**Data excerpts:**
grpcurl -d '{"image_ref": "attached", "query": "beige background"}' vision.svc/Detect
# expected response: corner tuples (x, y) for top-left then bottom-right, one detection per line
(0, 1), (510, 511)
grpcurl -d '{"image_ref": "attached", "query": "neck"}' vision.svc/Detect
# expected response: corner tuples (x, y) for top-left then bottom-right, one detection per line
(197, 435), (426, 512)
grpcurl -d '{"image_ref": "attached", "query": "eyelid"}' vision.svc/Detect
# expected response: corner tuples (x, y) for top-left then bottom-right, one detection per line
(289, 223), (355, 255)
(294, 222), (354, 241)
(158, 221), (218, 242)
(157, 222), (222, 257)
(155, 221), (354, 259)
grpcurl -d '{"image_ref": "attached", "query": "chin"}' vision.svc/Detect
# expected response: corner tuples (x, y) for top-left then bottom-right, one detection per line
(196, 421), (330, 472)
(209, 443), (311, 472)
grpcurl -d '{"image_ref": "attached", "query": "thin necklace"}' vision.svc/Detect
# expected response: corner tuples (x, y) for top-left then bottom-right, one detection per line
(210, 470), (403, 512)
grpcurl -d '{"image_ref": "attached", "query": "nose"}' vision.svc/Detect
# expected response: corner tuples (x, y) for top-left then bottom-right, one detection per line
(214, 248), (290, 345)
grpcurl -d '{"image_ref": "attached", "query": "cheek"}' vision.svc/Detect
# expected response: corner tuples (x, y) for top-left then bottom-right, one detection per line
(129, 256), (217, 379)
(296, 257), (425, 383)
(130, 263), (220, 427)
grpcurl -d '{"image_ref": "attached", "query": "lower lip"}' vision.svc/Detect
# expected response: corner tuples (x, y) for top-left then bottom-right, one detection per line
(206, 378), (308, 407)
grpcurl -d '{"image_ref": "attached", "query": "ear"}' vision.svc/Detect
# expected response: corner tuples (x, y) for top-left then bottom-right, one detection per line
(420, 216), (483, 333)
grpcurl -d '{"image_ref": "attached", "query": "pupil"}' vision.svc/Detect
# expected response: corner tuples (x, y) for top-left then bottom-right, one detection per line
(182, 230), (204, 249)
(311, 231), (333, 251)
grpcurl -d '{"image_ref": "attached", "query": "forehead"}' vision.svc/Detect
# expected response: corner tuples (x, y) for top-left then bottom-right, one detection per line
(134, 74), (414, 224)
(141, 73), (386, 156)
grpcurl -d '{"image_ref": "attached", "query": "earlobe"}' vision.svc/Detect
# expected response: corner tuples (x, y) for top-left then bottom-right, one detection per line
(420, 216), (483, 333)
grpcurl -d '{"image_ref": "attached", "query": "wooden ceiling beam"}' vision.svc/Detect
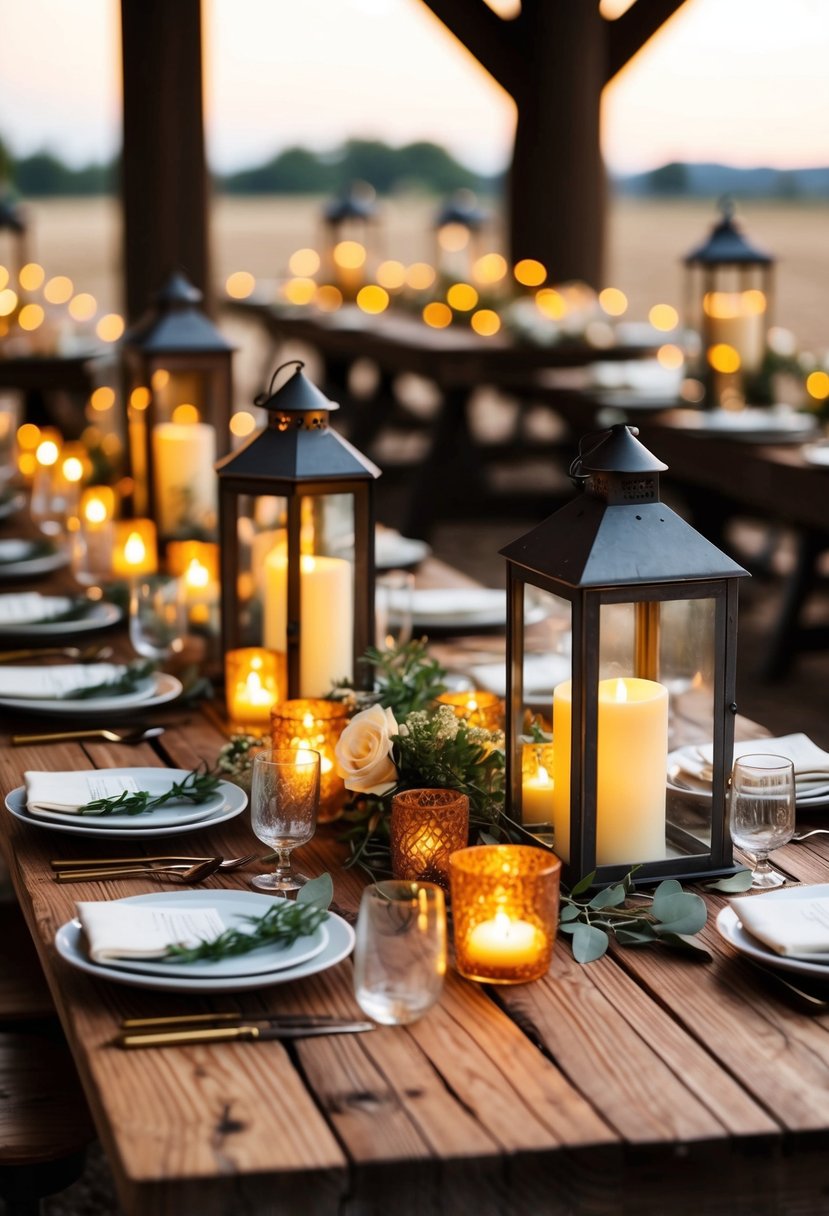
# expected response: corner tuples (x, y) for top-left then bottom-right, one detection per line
(419, 0), (523, 97)
(604, 0), (690, 84)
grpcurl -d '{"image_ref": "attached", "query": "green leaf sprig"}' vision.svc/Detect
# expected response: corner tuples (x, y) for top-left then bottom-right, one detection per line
(559, 869), (710, 964)
(165, 873), (333, 964)
(79, 765), (221, 816)
(65, 659), (156, 701)
(332, 638), (447, 719)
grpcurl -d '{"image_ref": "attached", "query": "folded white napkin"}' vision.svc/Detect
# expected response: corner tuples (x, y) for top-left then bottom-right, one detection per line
(0, 593), (74, 625)
(402, 588), (504, 620)
(77, 902), (227, 963)
(734, 892), (829, 957)
(25, 770), (141, 815)
(0, 663), (128, 700)
(672, 734), (829, 797)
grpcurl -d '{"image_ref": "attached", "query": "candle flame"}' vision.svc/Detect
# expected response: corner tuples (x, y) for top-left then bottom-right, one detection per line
(84, 498), (107, 524)
(691, 670), (704, 690)
(536, 764), (549, 783)
(124, 530), (146, 566)
(614, 678), (628, 704)
(295, 748), (316, 765)
(185, 557), (210, 589)
(302, 712), (315, 729)
(494, 910), (512, 935)
(465, 697), (479, 713)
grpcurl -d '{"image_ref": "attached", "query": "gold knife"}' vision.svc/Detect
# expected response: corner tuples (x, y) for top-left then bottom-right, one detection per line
(122, 1012), (358, 1029)
(115, 1021), (375, 1049)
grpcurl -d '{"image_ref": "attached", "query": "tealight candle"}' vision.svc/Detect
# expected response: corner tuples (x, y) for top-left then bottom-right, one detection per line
(270, 698), (349, 823)
(390, 788), (469, 890)
(435, 690), (503, 731)
(112, 519), (158, 578)
(450, 845), (561, 985)
(225, 648), (280, 731)
(521, 741), (555, 829)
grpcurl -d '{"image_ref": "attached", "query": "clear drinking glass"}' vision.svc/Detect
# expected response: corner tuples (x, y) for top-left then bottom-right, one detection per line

**Task:** Please reproduce the entries above exactly, omitting every picture.

**Completed exercise:**
grpcurl -d '{"image_ref": "attached", "query": "beige background"}' vision.svc/Detect
# expected response: corner tuples (x, y) for top-left then bottom-right, one detection per line
(0, 1), (510, 511)
grpcurl -d '{"image_ref": "attached", "query": "neck"}' vision.svc/Detect
# expected response: corner tuples (x, y) for top-left then bottom-right, one detection per line
(197, 435), (426, 512)
grpcurl -d '{"image_ref": "attached", "query": "eyelid"}' vision.svc/Detect
# expected response: corner tuples (x, y) for top-left then bottom-right, one detection per line
(289, 223), (355, 255)
(294, 222), (354, 241)
(158, 221), (218, 242)
(157, 222), (222, 257)
(155, 221), (354, 259)
grpcurl -d '{"image_ref": "attached", "query": "chin"}' vision.svc/Detect
# expected response: corner tuples (x, y) for top-left then bottom-right, one detection per line
(196, 421), (330, 472)
(209, 443), (311, 472)
grpcurl -d '{"image_ref": "attached", "query": "thin necklace"}' vision.svc/Detect
# expected response: corner tuples (x, y) for top-left then bottom-right, one detection per line
(210, 470), (403, 512)
grpcurl -d '{"image_ref": "attached", "query": "nose"}' vision.svc/Detect
# expected response: corner tuples (x, y) for top-left then bottom-right, one detection per line
(214, 248), (290, 345)
grpcurl -d '{"image_ref": "attached", "query": "cheek"}' vision.svc/Detect
# expected response: corner tuples (x, y) for top-left then bottom-right, one detection per line
(129, 256), (217, 379)
(296, 257), (425, 383)
(130, 263), (220, 427)
grpcurl -d '{"image_ref": "attached", "query": "lower lip"}' vision.svc/Detect
# expected response: corner tuples (x, y) for top-left then bottom-right, one detection per line
(206, 378), (308, 407)
grpcurl -d '{"image_ref": "attached", "query": "ear"}' vision.svc/Detect
# expected response: corner tuples (x, y) for top-left then bottom-right, one detection per line
(420, 216), (483, 333)
grpcurl -d '{"image_ref": "attached", "query": "pupil"}' vision.svc/Detect
# expected response: corner tuples (x, y) for top-left then bottom-right, one detection per line
(182, 230), (204, 249)
(311, 231), (333, 251)
grpcurl -d '{"image_ref": "attached", "query": "forehead"}' vision.svc/Detect
# expected response: corner tuples (x, y) for top-left then bottom-right, one detection per line
(134, 74), (414, 224)
(141, 73), (386, 156)
grpcurl -d '{"image_ref": "attached", "query": "earlobe"}' vision.svc/Detect
# expected response: corner tuples (x, y) for top-left then bottom-right, one detection per line
(420, 216), (483, 333)
grpcurl -d '{"image_ref": "attached", "query": "wooden ceiling beam"}' vision.svc/Detect
# expected response: corner tuples (x, y) for top-left then bottom-right, one detection per line
(419, 0), (523, 97)
(604, 0), (690, 84)
grpcurl -d '{"image_ref": "attached", "query": "green leaf sprig"}' vision.svc/Detect
# expected response: corner tuples (x, y) for top-left then bottom-right, one detection per line
(559, 869), (710, 964)
(165, 873), (333, 964)
(79, 765), (221, 816)
(65, 659), (156, 701)
(332, 638), (447, 719)
grpcurl -d '{"image_ref": "attached", "query": "folded white napkin"}' vision.svc/Detect
# expected response: corner tuples (x, y) for top-left then bottom-right, one detection per line
(0, 593), (74, 625)
(402, 588), (504, 620)
(77, 902), (227, 963)
(734, 892), (829, 957)
(25, 770), (141, 815)
(0, 663), (128, 700)
(672, 734), (829, 797)
grpcurl -d '{"image_ref": "attached", "query": "candle flame"}' vision.svc/Detect
# expected response: corner tuples (x, y) for top-left then bottom-right, one detection per line
(84, 498), (107, 524)
(691, 670), (704, 690)
(536, 764), (549, 783)
(124, 530), (146, 566)
(614, 678), (628, 704)
(295, 748), (316, 765)
(185, 557), (210, 589)
(302, 712), (315, 729)
(494, 910), (512, 935)
(465, 697), (479, 713)
grpcurl -d '{"image_ref": "attached", "query": "gold knife"}' vision.svc/Detect
# expected response: corner tuples (x, y) for top-left then bottom-right, one detection per line
(122, 1012), (358, 1029)
(115, 1021), (375, 1049)
grpcurl -d '{"image_ref": "attached", "query": "tealight candle"}' vision.svc/Detect
# expected response: corner tuples (x, y) for top-left then bottom-right, one detection per line
(270, 698), (349, 823)
(390, 788), (469, 890)
(435, 690), (503, 731)
(112, 519), (158, 578)
(450, 845), (561, 985)
(225, 648), (280, 731)
(521, 741), (555, 829)
grpcurl -d '{"image_ref": "attached", "query": "clear drinking glass"}' vision.svc/Detect
# expected response: corner tuples (x, y) for top-left then bottom-right, one detection per line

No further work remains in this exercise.